> Fragmento del documento

En Boston había conocido al escritor americano Wolcott Balestier y a su hermana Caroline, con la que se casa en Londres un par de años más tarde, en 1892. Al enlace sólo asisten el escritor Henry James, y otros dos amigos, y nada más concluir la ceremonia, la recién casada corre a casa de su madre para administrarle sus medicinas y pasar la mañana con ella, mientras el novio se va a desayunar con sus tres amigos. Original es, no me lo negarán.
En su luna de miel llegan a Japón, donde descubren que su banco ha quebrado y que Kipling ha perdido casi todo su dinero, de manera que regresan a Estados Unidos y alquilan una casita en Vermont, cerca de la familia de Caroline. Nacen su dos primeras hijas, y en esos años de aislamiento escribe El libro de la selva y Capitanes intrépidos, entre otras maravillas. Reconocido ya en todo el mundo, Arthur Conan Doyle cena con ellos el día de Acción de Gracias de noviembre de 1894 y en agradecimiento enseña a Kipling a jugar al golf, en lo que debieron ser unos ratos memorables. Más tarde, Conan Doyle diría que El hombre que pudo reinar es el mejor relato corto de la historia.
Tras varios problemas con los vecinos —Kipling no tenía un gran don de gentes— y una disputa con su cuñado que llegó a las manos y a la cárcel para éste, abandonan los Estados Unidos y se instalan en Inglaterra. Nace su tercer hijo, un varón, y continúa publicando poemas, cuentos, y novelas. Cada vez aparecen más tintes políticos en sus escritos y se le considera el poeta del Imperio. Viajan mucho a Ciudad del Cabo, y coincide con Cecil Rhodes y L.S. Jameson, a quienes admirará sin ambages y dedicará el poema If, esa joya de la Literatura que por fortuna hoy se sigue estudiando en los colegios británicos. Se enamora de Sudáfrica, y participa con entusiasmo en la guerra de los Bóer. Durante muchos años seguirá pasando allí los inviernos como vecino de Rhodes y Jameson. Su obra La carga del hombre blanco, de 1899, es considerada la máxima expresión de propaganda a favor del imperialismo británico. La reina Victoria, sin embargo, no le profesa gran simpatía tras la publicación de su poema Una viuda en Windsor.

> Registros proporcionados

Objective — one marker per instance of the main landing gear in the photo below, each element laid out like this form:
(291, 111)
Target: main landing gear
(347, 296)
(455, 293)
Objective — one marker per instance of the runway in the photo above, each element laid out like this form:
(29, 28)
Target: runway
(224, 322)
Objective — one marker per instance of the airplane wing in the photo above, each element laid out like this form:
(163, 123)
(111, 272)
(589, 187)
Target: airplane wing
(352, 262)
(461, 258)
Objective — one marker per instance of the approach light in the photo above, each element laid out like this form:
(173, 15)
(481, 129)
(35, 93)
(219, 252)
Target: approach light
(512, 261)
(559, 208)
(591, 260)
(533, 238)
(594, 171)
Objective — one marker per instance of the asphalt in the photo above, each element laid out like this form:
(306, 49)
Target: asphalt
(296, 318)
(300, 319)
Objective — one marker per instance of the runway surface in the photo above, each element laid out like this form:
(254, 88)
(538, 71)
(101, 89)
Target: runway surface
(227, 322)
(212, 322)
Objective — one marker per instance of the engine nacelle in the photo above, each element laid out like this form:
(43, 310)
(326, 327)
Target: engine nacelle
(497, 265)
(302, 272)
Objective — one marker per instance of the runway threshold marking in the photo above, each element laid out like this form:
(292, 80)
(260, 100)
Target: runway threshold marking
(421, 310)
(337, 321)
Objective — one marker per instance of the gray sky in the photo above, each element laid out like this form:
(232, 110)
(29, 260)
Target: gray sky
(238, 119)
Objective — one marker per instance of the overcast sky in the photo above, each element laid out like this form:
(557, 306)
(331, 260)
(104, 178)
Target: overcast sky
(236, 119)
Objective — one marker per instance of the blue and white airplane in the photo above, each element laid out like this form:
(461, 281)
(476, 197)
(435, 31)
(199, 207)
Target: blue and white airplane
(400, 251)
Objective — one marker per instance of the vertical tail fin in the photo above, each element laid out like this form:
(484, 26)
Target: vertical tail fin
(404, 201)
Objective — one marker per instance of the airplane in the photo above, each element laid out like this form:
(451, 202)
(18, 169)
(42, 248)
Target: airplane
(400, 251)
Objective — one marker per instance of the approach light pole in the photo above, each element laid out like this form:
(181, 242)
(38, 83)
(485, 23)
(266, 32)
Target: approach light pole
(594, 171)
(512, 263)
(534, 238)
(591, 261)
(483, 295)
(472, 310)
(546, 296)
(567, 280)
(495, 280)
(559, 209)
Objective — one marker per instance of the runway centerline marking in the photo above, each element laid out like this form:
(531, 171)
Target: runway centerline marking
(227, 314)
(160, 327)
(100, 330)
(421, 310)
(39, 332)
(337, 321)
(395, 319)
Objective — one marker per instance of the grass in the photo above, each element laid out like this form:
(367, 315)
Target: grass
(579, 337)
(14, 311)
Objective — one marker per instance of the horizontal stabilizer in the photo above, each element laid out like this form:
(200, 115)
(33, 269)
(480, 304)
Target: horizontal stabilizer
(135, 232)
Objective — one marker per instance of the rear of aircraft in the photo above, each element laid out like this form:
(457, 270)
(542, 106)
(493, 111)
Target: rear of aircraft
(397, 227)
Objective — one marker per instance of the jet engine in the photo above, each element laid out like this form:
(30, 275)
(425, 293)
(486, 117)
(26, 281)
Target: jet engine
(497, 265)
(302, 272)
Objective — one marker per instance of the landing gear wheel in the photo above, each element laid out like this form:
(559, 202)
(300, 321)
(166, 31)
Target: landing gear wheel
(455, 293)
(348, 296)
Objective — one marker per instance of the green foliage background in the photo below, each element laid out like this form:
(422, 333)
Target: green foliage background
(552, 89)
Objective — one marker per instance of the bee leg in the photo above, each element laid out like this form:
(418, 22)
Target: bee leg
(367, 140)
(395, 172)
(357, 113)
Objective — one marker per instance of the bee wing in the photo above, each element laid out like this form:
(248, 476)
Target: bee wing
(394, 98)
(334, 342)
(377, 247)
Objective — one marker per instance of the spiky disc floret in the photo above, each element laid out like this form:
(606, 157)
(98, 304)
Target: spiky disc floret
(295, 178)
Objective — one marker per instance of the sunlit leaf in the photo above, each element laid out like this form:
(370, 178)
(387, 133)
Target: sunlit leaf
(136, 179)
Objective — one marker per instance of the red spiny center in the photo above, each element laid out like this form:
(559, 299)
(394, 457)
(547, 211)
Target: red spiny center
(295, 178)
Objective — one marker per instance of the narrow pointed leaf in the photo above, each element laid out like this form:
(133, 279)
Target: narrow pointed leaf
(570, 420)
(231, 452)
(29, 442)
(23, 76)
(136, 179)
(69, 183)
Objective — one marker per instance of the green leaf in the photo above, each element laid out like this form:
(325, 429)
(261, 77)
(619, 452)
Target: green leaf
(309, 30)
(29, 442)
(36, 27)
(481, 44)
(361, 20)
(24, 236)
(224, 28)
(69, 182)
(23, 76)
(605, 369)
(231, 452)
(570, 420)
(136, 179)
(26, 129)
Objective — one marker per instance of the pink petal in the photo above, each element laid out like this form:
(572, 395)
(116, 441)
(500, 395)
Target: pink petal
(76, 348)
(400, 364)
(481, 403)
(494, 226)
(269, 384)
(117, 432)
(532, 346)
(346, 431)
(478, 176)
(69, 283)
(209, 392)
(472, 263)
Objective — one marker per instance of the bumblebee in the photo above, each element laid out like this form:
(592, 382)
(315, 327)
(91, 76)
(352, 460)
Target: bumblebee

> Orden de trabajo 1
Por favor, sustituye "Boston" por "Nueva York" y copia el fragmento sobre Kipling desde "En Boston había" hasta "me lo negarán.", ambos incluidos.
> Orden de trabajo 2
Según el fragmento sobre Kipling, ¿qué le enseñó Arthur Conan Doyle en agradecimiento por la cena de Acción de Gracias?

> Resultado del ejercicio 1
En Nueva York había conocido al escritor americano Wolcott Balestier y a su hermana Caroline, con la que se casa en Londres un par de años más tarde, en 1892. Al enlace sólo asisten el escritor Henry James, y otros dos amigos, y nada más concluir la ceremonia, la recién casada corre a casa de su madre para administrarle sus medicinas y pasar la mañana con ella, mientras el novio se va a desayunar con sus tres amigos. Original es, no me lo negarán.

> Resultado del ejercicio 2
A jugar al golf.